◆ What is required
Arrange the lines below as a Markdown table with two columns, Row and Line. Number every nonblank line, skip the blank ones, and leave the pictures out.

◆ Extracted material
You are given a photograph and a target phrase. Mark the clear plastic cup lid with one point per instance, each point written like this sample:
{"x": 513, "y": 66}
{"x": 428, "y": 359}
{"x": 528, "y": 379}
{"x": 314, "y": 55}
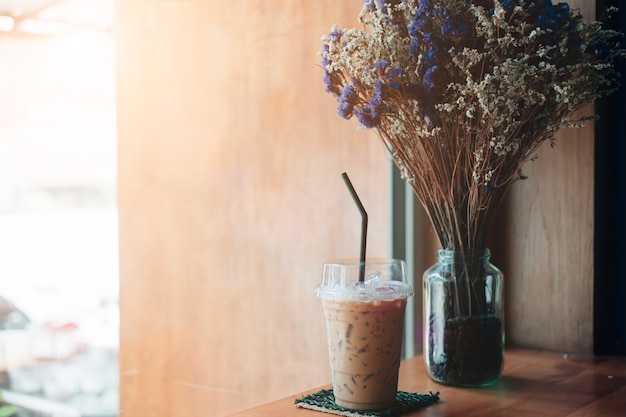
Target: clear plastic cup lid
{"x": 384, "y": 279}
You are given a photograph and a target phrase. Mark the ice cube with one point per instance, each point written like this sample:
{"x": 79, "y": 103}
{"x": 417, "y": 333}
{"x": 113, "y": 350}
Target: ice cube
{"x": 374, "y": 280}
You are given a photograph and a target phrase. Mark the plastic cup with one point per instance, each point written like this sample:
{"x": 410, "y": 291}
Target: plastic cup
{"x": 364, "y": 322}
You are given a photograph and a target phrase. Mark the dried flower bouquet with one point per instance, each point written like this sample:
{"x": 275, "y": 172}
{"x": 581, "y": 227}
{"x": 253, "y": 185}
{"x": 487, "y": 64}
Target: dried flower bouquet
{"x": 463, "y": 92}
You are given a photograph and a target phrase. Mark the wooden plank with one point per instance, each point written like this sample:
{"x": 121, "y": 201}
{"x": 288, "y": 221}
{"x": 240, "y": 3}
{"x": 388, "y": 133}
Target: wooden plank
{"x": 533, "y": 383}
{"x": 230, "y": 198}
{"x": 543, "y": 242}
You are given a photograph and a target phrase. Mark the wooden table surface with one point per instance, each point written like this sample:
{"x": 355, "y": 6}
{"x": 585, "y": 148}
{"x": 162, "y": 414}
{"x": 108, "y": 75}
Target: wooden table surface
{"x": 534, "y": 383}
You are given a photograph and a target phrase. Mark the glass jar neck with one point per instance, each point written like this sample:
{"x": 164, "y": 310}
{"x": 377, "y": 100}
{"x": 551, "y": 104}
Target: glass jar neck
{"x": 450, "y": 256}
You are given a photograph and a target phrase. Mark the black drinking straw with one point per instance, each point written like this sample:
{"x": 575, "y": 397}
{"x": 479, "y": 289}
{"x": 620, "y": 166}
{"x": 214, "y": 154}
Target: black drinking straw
{"x": 359, "y": 205}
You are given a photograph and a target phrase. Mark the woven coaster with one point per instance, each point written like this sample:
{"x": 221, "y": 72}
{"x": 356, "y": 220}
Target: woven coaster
{"x": 324, "y": 401}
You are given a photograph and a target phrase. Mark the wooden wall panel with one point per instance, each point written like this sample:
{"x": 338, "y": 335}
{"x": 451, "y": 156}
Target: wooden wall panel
{"x": 544, "y": 243}
{"x": 230, "y": 199}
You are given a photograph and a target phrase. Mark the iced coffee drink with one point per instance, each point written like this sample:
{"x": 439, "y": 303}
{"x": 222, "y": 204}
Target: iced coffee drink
{"x": 364, "y": 325}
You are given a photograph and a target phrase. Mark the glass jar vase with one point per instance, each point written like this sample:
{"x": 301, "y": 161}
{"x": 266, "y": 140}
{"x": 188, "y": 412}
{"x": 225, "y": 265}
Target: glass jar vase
{"x": 464, "y": 319}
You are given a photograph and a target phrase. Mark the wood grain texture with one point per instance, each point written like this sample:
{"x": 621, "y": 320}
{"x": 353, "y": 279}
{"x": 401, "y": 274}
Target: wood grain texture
{"x": 534, "y": 383}
{"x": 230, "y": 199}
{"x": 543, "y": 243}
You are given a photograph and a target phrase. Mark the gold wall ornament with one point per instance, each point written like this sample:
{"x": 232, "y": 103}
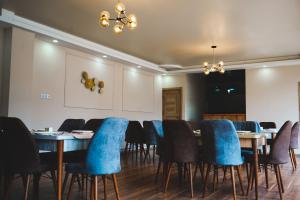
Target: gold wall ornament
{"x": 101, "y": 86}
{"x": 89, "y": 83}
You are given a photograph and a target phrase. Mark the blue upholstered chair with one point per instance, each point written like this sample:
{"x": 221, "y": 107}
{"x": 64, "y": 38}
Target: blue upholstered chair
{"x": 221, "y": 147}
{"x": 252, "y": 126}
{"x": 149, "y": 138}
{"x": 103, "y": 155}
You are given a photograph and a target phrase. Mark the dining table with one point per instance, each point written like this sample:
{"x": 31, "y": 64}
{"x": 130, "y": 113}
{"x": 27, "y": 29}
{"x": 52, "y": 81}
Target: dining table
{"x": 61, "y": 142}
{"x": 254, "y": 141}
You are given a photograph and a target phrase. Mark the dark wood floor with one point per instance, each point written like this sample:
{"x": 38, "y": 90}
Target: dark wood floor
{"x": 136, "y": 181}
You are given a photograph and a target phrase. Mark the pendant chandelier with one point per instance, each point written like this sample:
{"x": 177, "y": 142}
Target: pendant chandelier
{"x": 208, "y": 68}
{"x": 120, "y": 21}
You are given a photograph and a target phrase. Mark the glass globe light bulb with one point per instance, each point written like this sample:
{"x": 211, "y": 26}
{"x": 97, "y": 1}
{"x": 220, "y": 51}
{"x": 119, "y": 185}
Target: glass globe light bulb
{"x": 104, "y": 23}
{"x": 118, "y": 28}
{"x": 222, "y": 71}
{"x": 120, "y": 8}
{"x": 104, "y": 15}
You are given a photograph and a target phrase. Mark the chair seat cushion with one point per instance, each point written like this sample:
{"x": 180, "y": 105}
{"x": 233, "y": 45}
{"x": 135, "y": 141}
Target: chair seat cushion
{"x": 78, "y": 168}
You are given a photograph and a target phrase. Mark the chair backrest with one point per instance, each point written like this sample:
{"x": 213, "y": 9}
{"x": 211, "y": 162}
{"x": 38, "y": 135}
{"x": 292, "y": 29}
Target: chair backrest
{"x": 295, "y": 135}
{"x": 252, "y": 126}
{"x": 279, "y": 153}
{"x": 268, "y": 125}
{"x": 20, "y": 150}
{"x": 149, "y": 133}
{"x": 134, "y": 132}
{"x": 103, "y": 154}
{"x": 221, "y": 143}
{"x": 181, "y": 143}
{"x": 72, "y": 124}
{"x": 93, "y": 125}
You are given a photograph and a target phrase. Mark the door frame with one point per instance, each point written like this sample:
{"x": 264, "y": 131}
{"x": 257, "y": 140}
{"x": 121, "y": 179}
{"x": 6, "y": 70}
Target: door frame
{"x": 181, "y": 99}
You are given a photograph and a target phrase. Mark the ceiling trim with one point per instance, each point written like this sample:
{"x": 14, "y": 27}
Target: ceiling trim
{"x": 10, "y": 18}
{"x": 277, "y": 63}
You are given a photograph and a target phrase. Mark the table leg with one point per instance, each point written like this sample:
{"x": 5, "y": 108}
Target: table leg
{"x": 60, "y": 150}
{"x": 255, "y": 165}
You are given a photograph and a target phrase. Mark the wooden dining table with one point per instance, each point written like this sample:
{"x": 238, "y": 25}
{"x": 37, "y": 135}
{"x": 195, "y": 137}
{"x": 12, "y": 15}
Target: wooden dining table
{"x": 61, "y": 143}
{"x": 249, "y": 140}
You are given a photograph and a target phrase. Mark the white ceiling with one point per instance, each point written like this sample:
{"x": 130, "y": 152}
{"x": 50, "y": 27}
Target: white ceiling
{"x": 180, "y": 32}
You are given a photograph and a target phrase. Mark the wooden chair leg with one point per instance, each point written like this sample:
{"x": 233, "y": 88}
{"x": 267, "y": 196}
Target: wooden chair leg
{"x": 54, "y": 181}
{"x": 224, "y": 176}
{"x": 116, "y": 186}
{"x": 240, "y": 179}
{"x": 280, "y": 177}
{"x": 233, "y": 182}
{"x": 36, "y": 180}
{"x": 168, "y": 176}
{"x": 205, "y": 180}
{"x": 27, "y": 181}
{"x": 71, "y": 186}
{"x": 295, "y": 158}
{"x": 292, "y": 160}
{"x": 65, "y": 181}
{"x": 158, "y": 169}
{"x": 278, "y": 180}
{"x": 214, "y": 177}
{"x": 191, "y": 179}
{"x": 104, "y": 186}
{"x": 96, "y": 188}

◆ Exercise answer
| Row | Line |
|---|---|
| 1 | You are given a photograph and a target phrase. Mark the clear plastic cup lid with one point per instance, each point written like this sample: |
| 2 | {"x": 513, "y": 66} |
| 3 | {"x": 428, "y": 359} |
| 4 | {"x": 528, "y": 379} |
| 5 | {"x": 314, "y": 55} |
| 6 | Target: clear plastic cup lid |
| 7 | {"x": 384, "y": 279} |
| 8 | You are given a photograph and a target phrase. Mark the ice cube with one point per instance, each point written like this sample: |
| 9 | {"x": 79, "y": 103} |
| 10 | {"x": 417, "y": 333} |
| 11 | {"x": 113, "y": 350} |
| 12 | Target: ice cube |
| 13 | {"x": 374, "y": 280} |
| 14 | You are given a photograph and a target phrase. Mark the plastic cup with one point per instance, each point written like this sample: |
| 15 | {"x": 410, "y": 291} |
| 16 | Target: plastic cup |
| 17 | {"x": 364, "y": 322} |
| 18 | You are given a photograph and a target phrase. Mark the dried flower bouquet with one point per instance, each point written like this sample: |
| 19 | {"x": 275, "y": 172} |
| 20 | {"x": 581, "y": 227} |
| 21 | {"x": 253, "y": 185} |
| 22 | {"x": 487, "y": 64} |
| 23 | Target: dried flower bouquet |
| 24 | {"x": 463, "y": 92} |
| 25 | You are given a photograph and a target phrase. Mark the wooden plank with one point per instance, each point written like this sample: |
| 26 | {"x": 121, "y": 201} |
| 27 | {"x": 288, "y": 221} |
| 28 | {"x": 240, "y": 3} |
| 29 | {"x": 388, "y": 133} |
| 30 | Target: wooden plank |
| 31 | {"x": 533, "y": 383} |
| 32 | {"x": 230, "y": 198} |
| 33 | {"x": 543, "y": 242} |
| 34 | You are given a photograph and a target phrase. Mark the wooden table surface with one point per instance, each point written like this sample: |
| 35 | {"x": 355, "y": 6} |
| 36 | {"x": 585, "y": 148} |
| 37 | {"x": 162, "y": 414} |
| 38 | {"x": 108, "y": 75} |
| 39 | Target: wooden table surface |
| 40 | {"x": 534, "y": 383} |
| 41 | You are given a photograph and a target phrase. Mark the glass jar neck with one point per instance, each point written like this sample: |
| 42 | {"x": 164, "y": 310} |
| 43 | {"x": 377, "y": 100} |
| 44 | {"x": 551, "y": 104} |
| 45 | Target: glass jar neck |
| 46 | {"x": 450, "y": 256} |
| 47 | You are given a photograph and a target phrase. Mark the black drinking straw with one point per instance, each point written like this sample: |
| 48 | {"x": 575, "y": 397} |
| 49 | {"x": 479, "y": 289} |
| 50 | {"x": 620, "y": 166} |
| 51 | {"x": 214, "y": 154} |
| 52 | Target: black drinking straw |
| 53 | {"x": 359, "y": 205} |
| 54 | You are given a photograph and a target phrase. Mark the woven coaster with one point per instance, each point written like this sample: |
| 55 | {"x": 221, "y": 72} |
| 56 | {"x": 356, "y": 220} |
| 57 | Target: woven coaster |
| 58 | {"x": 324, "y": 401} |
| 59 | You are given a photograph and a target phrase. Mark the wooden wall panel with one point per instance, each point written like this sample: |
| 60 | {"x": 338, "y": 335} |
| 61 | {"x": 451, "y": 156} |
| 62 | Target: wooden wall panel |
| 63 | {"x": 544, "y": 243} |
| 64 | {"x": 230, "y": 199} |
| 65 | You are given a photograph and a target phrase. Mark the iced coffee drink with one point per instance, each point written like this sample: |
| 66 | {"x": 439, "y": 303} |
| 67 | {"x": 222, "y": 204} |
| 68 | Target: iced coffee drink |
| 69 | {"x": 364, "y": 325} |
| 70 | You are given a photograph and a target phrase. Mark the glass jar vase with one point per instance, each point written like this sample: |
| 71 | {"x": 301, "y": 161} |
| 72 | {"x": 266, "y": 140} |
| 73 | {"x": 188, "y": 412} |
| 74 | {"x": 225, "y": 265} |
| 75 | Target: glass jar vase |
| 76 | {"x": 464, "y": 319} |
| 77 | You are given a photograph and a target phrase. Mark the wood grain texture with one point per instance, each point written like this sample: |
| 78 | {"x": 621, "y": 320} |
| 79 | {"x": 353, "y": 279} |
| 80 | {"x": 401, "y": 274} |
| 81 | Target: wood grain texture |
| 82 | {"x": 534, "y": 383} |
| 83 | {"x": 230, "y": 199} |
| 84 | {"x": 543, "y": 243} |
| 85 | You are given a photograph and a target phrase. Mark the gold wall ornament with one point per instance, each point written like this sample: |
| 86 | {"x": 232, "y": 103} |
| 87 | Target: gold wall ornament |
| 88 | {"x": 101, "y": 86} |
| 89 | {"x": 89, "y": 83} |
| 90 | You are given a photograph and a target phrase. Mark the blue upholstered chair with one point per instance, each point written like this sample: |
| 91 | {"x": 221, "y": 107} |
| 92 | {"x": 64, "y": 38} |
| 93 | Target: blue upholstered chair |
| 94 | {"x": 221, "y": 147} |
| 95 | {"x": 252, "y": 126} |
| 96 | {"x": 149, "y": 138} |
| 97 | {"x": 103, "y": 155} |
| 98 | You are given a photograph and a target phrase. Mark the dining table with one point per instance, each point written like this sample: |
| 99 | {"x": 31, "y": 64} |
| 100 | {"x": 130, "y": 113} |
| 101 | {"x": 27, "y": 29} |
| 102 | {"x": 52, "y": 81} |
| 103 | Target: dining table |
| 104 | {"x": 61, "y": 142} |
| 105 | {"x": 254, "y": 141} |
| 106 | You are given a photograph and a target phrase. Mark the dark wood floor with one point per instance, each point written like this sample: |
| 107 | {"x": 38, "y": 90} |
| 108 | Target: dark wood floor |
| 109 | {"x": 136, "y": 181} |
| 110 | You are given a photograph and a target phrase. Mark the pendant chandelier with one point per instance, each point written like this sample: |
| 111 | {"x": 177, "y": 142} |
| 112 | Target: pendant chandelier |
| 113 | {"x": 208, "y": 68} |
| 114 | {"x": 120, "y": 21} |
| 115 | You are given a photograph and a target phrase. Mark the glass globe light bulb with one point per instance, each point written like this sample: |
| 116 | {"x": 211, "y": 26} |
| 117 | {"x": 97, "y": 1} |
| 118 | {"x": 220, "y": 51} |
| 119 | {"x": 119, "y": 185} |
| 120 | Target: glass globe light bulb |
| 121 | {"x": 104, "y": 23} |
| 122 | {"x": 118, "y": 28} |
| 123 | {"x": 222, "y": 71} |
| 124 | {"x": 120, "y": 8} |
| 125 | {"x": 104, "y": 15} |
| 126 | You are given a photograph and a target phrase. Mark the chair seat cushion with one point per instance, each point written like this sample: |
| 127 | {"x": 180, "y": 105} |
| 128 | {"x": 233, "y": 45} |
| 129 | {"x": 135, "y": 141} |
| 130 | Target: chair seat cushion |
| 131 | {"x": 78, "y": 168} |
| 132 | You are given a photograph and a target phrase. Mark the chair backrest with one point per instance, each point written like this sample: |
| 133 | {"x": 213, "y": 9} |
| 134 | {"x": 211, "y": 162} |
| 135 | {"x": 38, "y": 135} |
| 136 | {"x": 292, "y": 29} |
| 137 | Target: chair backrest |
| 138 | {"x": 295, "y": 135} |
| 139 | {"x": 252, "y": 126} |
| 140 | {"x": 279, "y": 153} |
| 141 | {"x": 268, "y": 125} |
| 142 | {"x": 20, "y": 150} |
| 143 | {"x": 149, "y": 133} |
| 144 | {"x": 134, "y": 132} |
| 145 | {"x": 103, "y": 154} |
| 146 | {"x": 221, "y": 143} |
| 147 | {"x": 181, "y": 143} |
| 148 | {"x": 72, "y": 124} |
| 149 | {"x": 93, "y": 125} |
| 150 | You are given a photograph and a target phrase. Mark the door frame with one point per instance, each point written like this sample: |
| 151 | {"x": 264, "y": 131} |
| 152 | {"x": 257, "y": 140} |
| 153 | {"x": 121, "y": 179} |
| 154 | {"x": 6, "y": 70} |
| 155 | Target: door frame |
| 156 | {"x": 181, "y": 99} |
| 157 | You are given a photograph and a target phrase. Mark the ceiling trim with one point per instance, each point written like this sample: |
| 158 | {"x": 14, "y": 27} |
| 159 | Target: ceiling trim |
| 160 | {"x": 10, "y": 18} |
| 161 | {"x": 277, "y": 63} |
| 162 | You are given a photograph and a target phrase. Mark the table leg with one point per instance, each point written like this sample: |
| 163 | {"x": 5, "y": 108} |
| 164 | Target: table leg |
| 165 | {"x": 60, "y": 150} |
| 166 | {"x": 255, "y": 165} |
| 167 | You are given a photograph and a target phrase. Mark the wooden dining table with one point per instance, each point written like this sample: |
| 168 | {"x": 238, "y": 25} |
| 169 | {"x": 37, "y": 135} |
| 170 | {"x": 195, "y": 137} |
| 171 | {"x": 12, "y": 15} |
| 172 | Target: wooden dining table |
| 173 | {"x": 61, "y": 143} |
| 174 | {"x": 249, "y": 140} |
| 175 | You are given a photograph and a target phrase. Mark the white ceiling with one point per instance, each point written like this sample: |
| 176 | {"x": 130, "y": 152} |
| 177 | {"x": 50, "y": 27} |
| 178 | Target: white ceiling |
| 179 | {"x": 180, "y": 32} |
| 180 | You are given a photograph and a target phrase. Mark the wooden chair leg with one point per instance, each point written like this sample: |
| 181 | {"x": 233, "y": 88} |
| 182 | {"x": 267, "y": 196} |
| 183 | Target: wooden chair leg |
| 184 | {"x": 54, "y": 181} |
| 185 | {"x": 224, "y": 176} |
| 186 | {"x": 116, "y": 186} |
| 187 | {"x": 240, "y": 179} |
| 188 | {"x": 280, "y": 177} |
| 189 | {"x": 233, "y": 182} |
| 190 | {"x": 36, "y": 180} |
| 191 | {"x": 168, "y": 176} |
| 192 | {"x": 205, "y": 180} |
| 193 | {"x": 27, "y": 181} |
| 194 | {"x": 71, "y": 186} |
| 195 | {"x": 295, "y": 158} |
| 196 | {"x": 292, "y": 160} |
| 197 | {"x": 65, "y": 181} |
| 198 | {"x": 158, "y": 169} |
| 199 | {"x": 278, "y": 180} |
| 200 | {"x": 214, "y": 177} |
| 201 | {"x": 191, "y": 179} |
| 202 | {"x": 104, "y": 186} |
| 203 | {"x": 96, "y": 188} |